◆ SOURCE PASSAGE
+---+
As of Jan. 8, out State Rep. Brian Sims has a Democratic challenger for the 2020 primary. Public education advocate and Ward 5 Committee Person Marisa Shaaban announced her candidacy for Pennsylvania House District 182.
Shaaban has lived in Center City with her family for the past 15 years. Her children are enrolled in Philadelphia public schools, and she identifies as a longtime champion for public education, advocating for education and health care issues during her career in public policy.
In 2019, Shaaban was appointed to the Parent and Community Advisory Council of the new Philadelphia Board of Education, and she serves on the Fund Our Facilities Coalition, a group of elected leaders, labor organizations and others dedicated to securing funds to make school buildings safe and healthy for all students in Philadelphia.
Sims, a civil rights’ attorney, was elected in 2012 as the first out gay elected state legislator in Pennsylvania history. He is now joined by Malcolm Kenyatta, who was the first openly gay person of color elected to either state assembly. A longtime LGBTQ rights advocate, Sims has fought against conversion therapy, as the Democratic chair for the Subcommittee on Mental Health. Notably, the day after the mass shooting at Pulse Nightclub, Sims read every victim’s name at the State House legislative meeting. He has been public about his use of PrEP, fighting stigma attached to the HIV pre-exposure prophylaxis medication, and he has advocated for pay equity and advocating and reproductive rights for women.
+---+
◆ DATA EXTRACTS
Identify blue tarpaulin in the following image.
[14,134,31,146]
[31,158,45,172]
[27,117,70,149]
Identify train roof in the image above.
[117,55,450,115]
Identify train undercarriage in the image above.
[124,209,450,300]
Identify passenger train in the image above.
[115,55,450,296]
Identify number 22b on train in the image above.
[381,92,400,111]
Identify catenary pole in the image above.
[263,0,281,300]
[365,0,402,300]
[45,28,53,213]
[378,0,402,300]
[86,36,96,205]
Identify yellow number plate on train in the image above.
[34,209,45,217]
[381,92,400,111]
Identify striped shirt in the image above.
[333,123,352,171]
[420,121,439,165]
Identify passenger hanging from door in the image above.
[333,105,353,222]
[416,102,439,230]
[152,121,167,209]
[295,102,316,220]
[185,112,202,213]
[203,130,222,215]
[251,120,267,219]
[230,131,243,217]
+---+
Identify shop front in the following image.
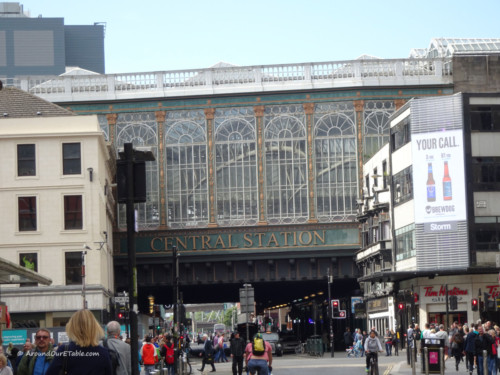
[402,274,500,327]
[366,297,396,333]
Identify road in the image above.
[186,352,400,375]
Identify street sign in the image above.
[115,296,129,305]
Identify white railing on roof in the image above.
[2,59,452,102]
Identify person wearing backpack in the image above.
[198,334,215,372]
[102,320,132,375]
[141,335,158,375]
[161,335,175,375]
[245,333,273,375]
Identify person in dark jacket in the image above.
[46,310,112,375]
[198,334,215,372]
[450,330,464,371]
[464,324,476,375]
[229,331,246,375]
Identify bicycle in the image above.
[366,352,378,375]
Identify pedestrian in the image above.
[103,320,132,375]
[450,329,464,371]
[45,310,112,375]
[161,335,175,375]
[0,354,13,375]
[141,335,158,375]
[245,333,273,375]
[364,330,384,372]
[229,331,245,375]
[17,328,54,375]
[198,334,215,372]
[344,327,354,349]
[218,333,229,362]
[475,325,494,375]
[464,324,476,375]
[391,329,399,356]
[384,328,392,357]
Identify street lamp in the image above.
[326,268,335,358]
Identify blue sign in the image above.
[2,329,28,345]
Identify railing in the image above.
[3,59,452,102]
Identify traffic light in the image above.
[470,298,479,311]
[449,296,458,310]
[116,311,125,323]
+---+
◆ WHAT THE TASK REQUIRES
Continue the article about Marisa Shaaban's 2020 primary challenge to State Rep. Brian Sims, starting after its final sentence.

◆ ANSWER SPACE
But Sims was mired in controversy after his statements to and about women protesting outside of a Planned Parenthood facility in Philadelphia last year. In April 2019, he offered $100 to anyone who could identify three teenage girls praying outside the clinic. In May, he posted a video of himself confronting a woman protesting with a rosary outside of the same building.
“I’m running to represent all of the people of the 182nd District in Harrisburg. For Philadelphia to thrive, we need leaders who will listen, work hard and be present in our district — and who understand that public service means serving the public, not themselves,” said Shaaban in a press release.
“I admire Brian Sims’ accomplishments as a trailblazer in his role,” Shaaban told PGN. “However, his attention has been away from the district for far too long, and I believe that more could be done on the state level for our city. It’s time to refocus on our district and work to provide Philadelphians with improvements they deserve, like access to affordable healthcare, better public transportation and quality public education.”
Shaaban said she will “actively listen to my constituents in the LGBTQ+ community, and I’ll work hard every day to be an effective ally. I will always stand up for LGBTQ+ equality in Harrisburg to combat discrimination and fight for LGBTQ+ rights.”
When Shaaban worked in government and community relations at Syracuse University in the early 2000s, she and a team of administrators helped establish a residence for the newly formed LGBT Resource Center. She also helped students organize advocacy days, including Equality and Justice Days at the State Capitol in Albany.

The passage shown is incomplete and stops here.